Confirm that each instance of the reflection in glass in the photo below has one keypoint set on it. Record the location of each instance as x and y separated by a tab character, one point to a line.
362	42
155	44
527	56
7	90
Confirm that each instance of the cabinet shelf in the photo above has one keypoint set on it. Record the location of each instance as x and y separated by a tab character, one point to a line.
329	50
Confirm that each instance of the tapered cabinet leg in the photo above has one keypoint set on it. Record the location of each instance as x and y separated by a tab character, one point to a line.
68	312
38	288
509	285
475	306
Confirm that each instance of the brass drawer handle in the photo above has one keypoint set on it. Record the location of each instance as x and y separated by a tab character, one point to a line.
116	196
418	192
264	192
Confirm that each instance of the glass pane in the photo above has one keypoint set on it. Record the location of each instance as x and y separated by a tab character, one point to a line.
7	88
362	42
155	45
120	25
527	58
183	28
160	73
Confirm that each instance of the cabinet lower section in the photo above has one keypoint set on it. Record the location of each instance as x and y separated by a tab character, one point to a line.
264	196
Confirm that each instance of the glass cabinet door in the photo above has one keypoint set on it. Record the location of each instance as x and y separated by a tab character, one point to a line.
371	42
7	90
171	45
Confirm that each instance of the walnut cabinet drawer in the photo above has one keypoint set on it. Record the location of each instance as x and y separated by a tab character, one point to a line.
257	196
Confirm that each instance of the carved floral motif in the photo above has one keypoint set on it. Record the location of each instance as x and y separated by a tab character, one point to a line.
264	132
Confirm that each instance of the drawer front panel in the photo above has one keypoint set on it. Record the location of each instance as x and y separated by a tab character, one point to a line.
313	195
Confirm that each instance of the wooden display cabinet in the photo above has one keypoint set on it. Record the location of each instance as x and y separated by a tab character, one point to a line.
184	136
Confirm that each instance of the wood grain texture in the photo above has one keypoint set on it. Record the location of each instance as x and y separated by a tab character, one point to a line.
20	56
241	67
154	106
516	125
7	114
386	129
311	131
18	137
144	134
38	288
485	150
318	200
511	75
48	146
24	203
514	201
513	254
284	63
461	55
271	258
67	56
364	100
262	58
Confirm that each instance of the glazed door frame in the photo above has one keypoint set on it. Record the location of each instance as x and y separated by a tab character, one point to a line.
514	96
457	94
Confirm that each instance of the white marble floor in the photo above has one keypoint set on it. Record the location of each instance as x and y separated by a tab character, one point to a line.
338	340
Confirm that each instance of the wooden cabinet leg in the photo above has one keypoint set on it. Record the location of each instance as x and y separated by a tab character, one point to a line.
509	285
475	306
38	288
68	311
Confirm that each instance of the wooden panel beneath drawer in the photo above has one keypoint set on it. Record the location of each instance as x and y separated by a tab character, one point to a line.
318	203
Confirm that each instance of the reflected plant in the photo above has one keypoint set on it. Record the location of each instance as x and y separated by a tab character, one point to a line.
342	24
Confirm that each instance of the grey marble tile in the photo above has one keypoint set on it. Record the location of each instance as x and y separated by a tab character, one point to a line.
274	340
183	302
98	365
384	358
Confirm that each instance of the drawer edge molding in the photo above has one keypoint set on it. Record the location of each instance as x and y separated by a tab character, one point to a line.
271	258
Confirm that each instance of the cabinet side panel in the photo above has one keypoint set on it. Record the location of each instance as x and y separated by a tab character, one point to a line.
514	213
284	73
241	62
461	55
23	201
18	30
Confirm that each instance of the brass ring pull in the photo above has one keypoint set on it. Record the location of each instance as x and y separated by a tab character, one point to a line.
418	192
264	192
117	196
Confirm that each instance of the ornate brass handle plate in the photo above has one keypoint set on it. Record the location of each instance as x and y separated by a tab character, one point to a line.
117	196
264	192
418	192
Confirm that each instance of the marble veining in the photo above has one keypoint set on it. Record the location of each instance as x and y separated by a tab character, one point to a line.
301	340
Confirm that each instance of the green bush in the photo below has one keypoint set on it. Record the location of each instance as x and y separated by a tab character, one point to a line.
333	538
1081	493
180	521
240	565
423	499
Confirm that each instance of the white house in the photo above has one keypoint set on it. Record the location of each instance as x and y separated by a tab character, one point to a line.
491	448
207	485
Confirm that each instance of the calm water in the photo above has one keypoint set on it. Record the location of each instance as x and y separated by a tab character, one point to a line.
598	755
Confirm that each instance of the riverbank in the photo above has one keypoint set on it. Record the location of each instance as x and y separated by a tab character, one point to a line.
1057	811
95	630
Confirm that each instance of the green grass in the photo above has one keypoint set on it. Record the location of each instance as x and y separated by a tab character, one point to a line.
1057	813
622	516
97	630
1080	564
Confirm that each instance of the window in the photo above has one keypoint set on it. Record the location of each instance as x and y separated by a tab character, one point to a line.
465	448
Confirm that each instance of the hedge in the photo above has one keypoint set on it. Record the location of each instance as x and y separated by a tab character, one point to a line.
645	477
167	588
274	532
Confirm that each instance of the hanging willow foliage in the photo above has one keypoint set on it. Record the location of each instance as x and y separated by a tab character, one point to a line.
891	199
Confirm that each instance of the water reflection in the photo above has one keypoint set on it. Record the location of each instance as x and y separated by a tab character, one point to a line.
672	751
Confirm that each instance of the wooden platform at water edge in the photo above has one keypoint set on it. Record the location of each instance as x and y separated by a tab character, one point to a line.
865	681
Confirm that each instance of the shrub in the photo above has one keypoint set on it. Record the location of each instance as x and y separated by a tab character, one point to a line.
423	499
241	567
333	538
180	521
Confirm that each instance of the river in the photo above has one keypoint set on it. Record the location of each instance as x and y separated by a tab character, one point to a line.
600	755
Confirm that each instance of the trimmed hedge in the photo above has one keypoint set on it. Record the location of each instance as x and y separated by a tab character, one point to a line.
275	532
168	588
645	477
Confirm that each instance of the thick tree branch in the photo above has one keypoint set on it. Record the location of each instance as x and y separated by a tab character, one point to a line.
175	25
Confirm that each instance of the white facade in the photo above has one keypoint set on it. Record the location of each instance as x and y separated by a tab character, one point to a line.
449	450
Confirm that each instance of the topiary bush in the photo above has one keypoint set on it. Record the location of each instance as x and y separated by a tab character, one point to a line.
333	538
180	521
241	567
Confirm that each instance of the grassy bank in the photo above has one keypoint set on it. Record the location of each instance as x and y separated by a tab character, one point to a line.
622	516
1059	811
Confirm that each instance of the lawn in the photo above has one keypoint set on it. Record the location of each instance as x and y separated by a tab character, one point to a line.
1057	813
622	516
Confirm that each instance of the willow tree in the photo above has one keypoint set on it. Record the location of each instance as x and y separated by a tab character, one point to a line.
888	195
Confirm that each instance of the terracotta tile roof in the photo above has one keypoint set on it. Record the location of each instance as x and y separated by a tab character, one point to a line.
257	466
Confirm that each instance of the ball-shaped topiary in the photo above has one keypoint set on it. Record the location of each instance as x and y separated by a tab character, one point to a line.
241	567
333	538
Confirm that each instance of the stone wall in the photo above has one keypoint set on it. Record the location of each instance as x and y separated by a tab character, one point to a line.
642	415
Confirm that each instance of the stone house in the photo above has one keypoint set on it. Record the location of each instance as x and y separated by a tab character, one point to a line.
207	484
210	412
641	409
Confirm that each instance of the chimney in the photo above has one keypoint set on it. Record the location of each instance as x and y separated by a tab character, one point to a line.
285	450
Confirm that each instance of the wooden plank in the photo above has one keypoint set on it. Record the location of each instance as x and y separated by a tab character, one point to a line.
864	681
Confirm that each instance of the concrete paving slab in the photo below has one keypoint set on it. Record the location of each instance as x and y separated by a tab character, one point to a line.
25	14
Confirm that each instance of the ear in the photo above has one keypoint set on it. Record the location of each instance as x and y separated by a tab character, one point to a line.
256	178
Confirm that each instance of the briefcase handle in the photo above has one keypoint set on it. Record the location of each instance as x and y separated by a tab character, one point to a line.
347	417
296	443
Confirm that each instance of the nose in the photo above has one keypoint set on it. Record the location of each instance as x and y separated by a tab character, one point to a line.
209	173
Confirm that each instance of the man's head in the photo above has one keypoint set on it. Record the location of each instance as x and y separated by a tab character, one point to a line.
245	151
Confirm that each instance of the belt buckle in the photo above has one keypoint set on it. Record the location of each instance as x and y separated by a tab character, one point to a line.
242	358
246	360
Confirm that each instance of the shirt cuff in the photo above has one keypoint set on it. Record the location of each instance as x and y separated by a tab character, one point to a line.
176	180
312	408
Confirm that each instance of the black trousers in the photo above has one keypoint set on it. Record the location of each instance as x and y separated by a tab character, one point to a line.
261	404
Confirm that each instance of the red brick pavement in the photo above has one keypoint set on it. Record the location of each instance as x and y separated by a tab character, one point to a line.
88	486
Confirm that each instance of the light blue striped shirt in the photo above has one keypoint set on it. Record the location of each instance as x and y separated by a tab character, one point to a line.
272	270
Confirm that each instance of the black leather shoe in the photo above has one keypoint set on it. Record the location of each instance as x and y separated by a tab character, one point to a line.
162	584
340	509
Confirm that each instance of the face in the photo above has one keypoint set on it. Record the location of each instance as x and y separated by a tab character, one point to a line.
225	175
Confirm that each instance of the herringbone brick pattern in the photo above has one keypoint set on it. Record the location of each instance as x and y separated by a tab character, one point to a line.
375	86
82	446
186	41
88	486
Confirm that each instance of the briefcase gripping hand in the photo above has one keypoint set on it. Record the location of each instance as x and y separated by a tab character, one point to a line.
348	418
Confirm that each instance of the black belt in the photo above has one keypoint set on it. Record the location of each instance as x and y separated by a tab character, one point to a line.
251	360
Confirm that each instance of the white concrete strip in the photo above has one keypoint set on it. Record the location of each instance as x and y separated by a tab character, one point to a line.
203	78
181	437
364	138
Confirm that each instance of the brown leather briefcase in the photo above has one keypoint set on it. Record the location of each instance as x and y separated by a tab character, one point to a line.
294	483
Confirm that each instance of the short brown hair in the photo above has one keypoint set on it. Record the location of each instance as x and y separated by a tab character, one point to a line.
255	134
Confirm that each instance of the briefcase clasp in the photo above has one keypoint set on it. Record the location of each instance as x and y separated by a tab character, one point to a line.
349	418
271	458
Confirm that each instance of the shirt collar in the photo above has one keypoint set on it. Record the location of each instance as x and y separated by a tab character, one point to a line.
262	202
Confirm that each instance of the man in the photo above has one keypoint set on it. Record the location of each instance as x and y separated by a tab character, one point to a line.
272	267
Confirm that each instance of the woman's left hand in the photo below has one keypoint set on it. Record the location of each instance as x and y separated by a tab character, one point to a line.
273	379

**SET EXERCISE:**
Beginning at the line that contains "Confirm that each instance of the briefcase gripping", retype each line of the listing up to and including the last one, exactly as it stands, and nothing else.

**FINAL RESULT:**
Confirm that each instance of the briefcase gripping hand in the photo above has one keypoint set on it. Record the location of each instance as x and y separated by a tab character, one point to a line.
348	418
Confirm that each instance of the black belt in the photo above has one keypoint set on it. Record the location of each instance as x and y separated by a tab character, one point to a line.
251	360
Confirm that each instance of the white concrete strip in the photo above has one keypoint set on it. Record the location of each instance as x and y separated by a tab character, one point to a line.
203	78
181	437
364	138
Confirm that each instance of the brown leather briefcase in the photo above has one keypoint set on it. Record the location of each instance as x and y separated by a tab character, one point to a line.
294	483
Confirm that each instance of the short brown hair in the photo above has one keypoint set on it. Record the location of each instance as x and y separated by a tab character, one point to a line.
255	134
Confirm that each instance of the briefcase clasp in the photo above has one keypoint set on it. Record the location of each instance as x and y separated by a tab character, one point to a line.
349	418
271	458
Confirm that each instance of the shirt collar in the photo above has one keypoint set on it. Record the location of each instance as x and y separated by a tab character, one point to a line.
262	202
Confirm that each instance of the man in the photo above has one keypoint set on it. Record the location of each instance as x and y separated by a tab character, one point to a line.
272	267
Confirm that each instance of the woman's left hand in the photo below has one keypoint set on it. Record the location of each instance as x and y separated by a tab character, one point to a line.
273	379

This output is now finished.